EXERCISE> In the forum thread on circle inversion, what does the first answer say must vary as the radius varies for the statement to become true?

[Start EXCERPTED PASSAGE]

Inversion in a circle as radius goes to infinity.

Question

I am trying to show that the in the limit case as the circle gets very large, inversion in it is equivalent to reflection in a line. I have the transform $z \to c+ \frac{R^2}{ (\overline z -\overline c)} $ for inversion of $z$ in a circle radius $R$ centred at $c$. I am unsure how to go about taking a limit to get the result as limit as R goes to infinity does not too exist. As such I assume you need to take a limit less than infinity. How would you go about finding a suitable limit case?

Answer 1

You are right that the statement you want is false without more care taken in the formulation of its statement.

In order to get a true statement, you need to let the center of the circle vary as its radius varies.

Here's a true statement. For each value of the radius $R > 0$ let $P_R$ denote the point $R+0i$ in the complex plane, and let $C_R$ denote the circle of radius $R$ centered on $P_R$. Note that $C_R$ is tangent to the imaginary axis at the origin. The true statement is that as we let $R$ approach $+\infty$, inversion in the circle $C_R$ converges to reflection across the imaginary axis.

Answer 2

Fix a point on the circle and send the center to infinity.

Answer 3

For clarity, given a circle $C$ of radius $R$ centred at some point $c\in\mathbb{C}$, let $t$ be the translation sending $c$ to the origin, $d$ the dilation of the plane by $1/R$, and $I$ inversion in the unit circle, then inversion $I_C$ in $C$ is equal to the product $t^{-1}d^{-1}Idt$. Thus $$\tag{*}I_C(z)=\frac{R^2}{\left(\overline{z}-\overline{c}\right)}+c.$$ We wish to prove that reflection in a line is a limiting case of inversion in a circle. This means, given any line $\mathscr{L}$ tangent to $C$, if we keep the point of intersection fixed and let $R\rightarrow\infty$ by moving $c$, then $I_C$ tends to reflection $r_{\small{\mathscr{L}}}$ in $\mathscr{L}$.

[End EXCERPTED PASSAGE]
[Start MATERIAL SUPPLIED]

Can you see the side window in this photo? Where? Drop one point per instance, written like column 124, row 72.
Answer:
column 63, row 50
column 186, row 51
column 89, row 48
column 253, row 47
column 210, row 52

[End MATERIAL SUPPLIED]

FINAL ANSWER> The center of the circle.